## [Articolo]
+--

I CUBICULARII A COSTANTINOPOLI
Eunuchi al potere nel IV–V sec. d.C.

di Andrea Zito

 

La più diffusa immagine che la storia ci ha consegnato dell’eunuco di corte è quella di guardiano dei ginecei (harem) nei Regni d’Oriente, o talvolta di membro egli stesso di harem maschili per soddisfare le voglie contro natura dei viziosi sovrani orientali.

 

Pensiamo al re persiano Dario (380 a.C. – 330 a.C.), che poteva contare su un discreto numero, oltre che di concubine, anche di “catamiti”, ossia “compagni intimi”, il più celebre dei quali fu Bagoas, poi passato, dopo la conquista macedone, sotto i servigi di Alessandro Magno (356–323 a.C.), a cui rimase fedele fino alla morte del condottiero.

+--

## [Elenco dei compiti]
1. Secondo l'articolo, chi fu il più celebre dei catamiti del re persiano Dario?
2. Trascriva parola per parola il passo dell'articolo che va da "Pensiamo al re" fino a "morte del condottiero.".
Il materiale riportato di seguito non ha alcuna rilevanza per questo lavoro.

+--

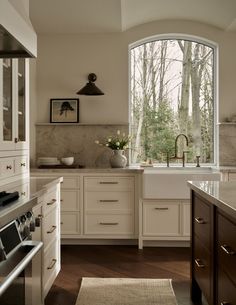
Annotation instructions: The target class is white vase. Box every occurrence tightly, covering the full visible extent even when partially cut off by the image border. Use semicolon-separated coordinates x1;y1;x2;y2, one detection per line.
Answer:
110;149;127;168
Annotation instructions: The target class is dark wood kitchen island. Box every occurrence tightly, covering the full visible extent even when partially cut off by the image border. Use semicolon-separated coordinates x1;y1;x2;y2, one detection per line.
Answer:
188;181;236;305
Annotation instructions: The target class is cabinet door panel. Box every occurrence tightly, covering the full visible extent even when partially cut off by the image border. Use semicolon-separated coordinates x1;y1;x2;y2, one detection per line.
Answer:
143;202;180;236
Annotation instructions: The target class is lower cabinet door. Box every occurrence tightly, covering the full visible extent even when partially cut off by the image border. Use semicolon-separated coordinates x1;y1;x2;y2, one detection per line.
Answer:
43;240;61;298
85;214;134;235
217;268;236;305
61;212;80;235
143;202;181;236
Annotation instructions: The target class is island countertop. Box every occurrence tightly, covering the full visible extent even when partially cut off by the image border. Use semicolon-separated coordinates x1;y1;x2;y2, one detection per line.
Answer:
188;181;236;219
0;177;63;227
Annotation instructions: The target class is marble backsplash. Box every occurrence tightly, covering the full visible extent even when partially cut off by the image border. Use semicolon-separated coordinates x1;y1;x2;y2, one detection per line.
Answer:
219;124;236;166
36;125;129;167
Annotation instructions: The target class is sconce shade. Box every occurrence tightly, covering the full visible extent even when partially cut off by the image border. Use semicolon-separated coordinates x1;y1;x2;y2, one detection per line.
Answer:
77;73;104;95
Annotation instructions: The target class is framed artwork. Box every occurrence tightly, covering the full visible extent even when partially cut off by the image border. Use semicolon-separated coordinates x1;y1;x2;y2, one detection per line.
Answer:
50;98;79;123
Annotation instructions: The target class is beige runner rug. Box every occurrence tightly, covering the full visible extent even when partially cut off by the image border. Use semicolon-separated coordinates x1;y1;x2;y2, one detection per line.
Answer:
76;278;177;305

+--

## [Soluzioni per compito]
1. Bagoas.

2.
Pensiamo al re persiano Dario (380 a.C. – 330 a.C.), che poteva contare su un discreto numero, oltre che di concubine, anche di “catamiti”, ossia “compagni intimi”, il più celebre dei quali fu Bagoas, poi passato, dopo la conquista macedone, sotto i servigi di Alessandro Magno (356–323 a.C.), a cui rimase fedele fino alla morte del condottiero.